(Extracted data entries)
━━━━━━━━━━━━━━━━

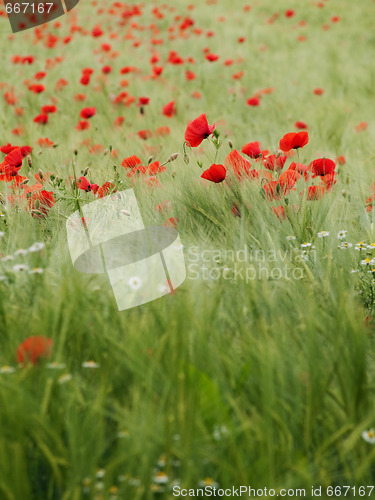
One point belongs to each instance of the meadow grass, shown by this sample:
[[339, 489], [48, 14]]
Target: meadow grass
[[267, 382]]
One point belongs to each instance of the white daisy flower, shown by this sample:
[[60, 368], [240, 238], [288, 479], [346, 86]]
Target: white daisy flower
[[20, 267], [164, 289], [219, 432], [365, 262], [100, 473], [134, 282], [160, 478], [369, 436], [90, 364], [208, 481], [122, 434], [304, 256], [36, 247], [7, 369]]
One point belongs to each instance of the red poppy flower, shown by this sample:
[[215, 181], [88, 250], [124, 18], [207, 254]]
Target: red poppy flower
[[172, 221], [33, 349], [97, 31], [44, 142], [252, 149], [7, 148], [10, 98], [83, 183], [288, 179], [198, 130], [238, 164], [315, 193], [169, 109], [294, 140], [216, 173], [361, 126], [322, 166], [117, 122], [87, 112], [37, 88], [42, 118], [300, 168], [145, 134], [272, 190], [253, 101], [13, 161], [189, 75], [107, 188], [143, 101], [162, 131]]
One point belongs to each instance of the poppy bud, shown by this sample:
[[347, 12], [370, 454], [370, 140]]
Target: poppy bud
[[173, 157]]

━━━━━━━━━━━━━━━━

[The task] Reproduce the data above verbatim, line by line, omitting the pictures.

[Finished exercise]
One point belongs to each instance of the meadow grass, shown by this sample:
[[339, 489], [48, 14]]
Target: meadow grass
[[267, 382]]
One point belongs to each instance of the white daisy flower, shown by this sample:
[[60, 368], [240, 238], [288, 479], [346, 86]]
Target: white daisy flower
[[20, 267], [164, 289], [219, 432], [365, 262], [100, 473], [134, 282], [160, 478], [369, 436], [90, 364], [208, 481], [122, 434], [304, 256], [36, 247], [7, 369]]
One point belongs to each instance of the red poppy flower, shown by this sample:
[[215, 181], [88, 250], [124, 18], [207, 254]]
Target: red poppy flower
[[172, 221], [33, 349], [97, 31], [44, 142], [252, 149], [7, 148], [10, 98], [83, 183], [288, 179], [198, 130], [238, 164], [315, 193], [169, 109], [294, 140], [216, 173], [361, 126], [322, 166], [117, 122], [87, 112], [37, 88], [42, 118], [300, 168], [145, 134], [272, 190], [253, 101], [13, 161], [189, 75], [107, 188], [143, 101], [162, 131]]
One point belongs to each instance of the poppy bud, shown by this sample:
[[347, 12], [370, 454], [370, 140]]
Target: poppy bud
[[173, 157]]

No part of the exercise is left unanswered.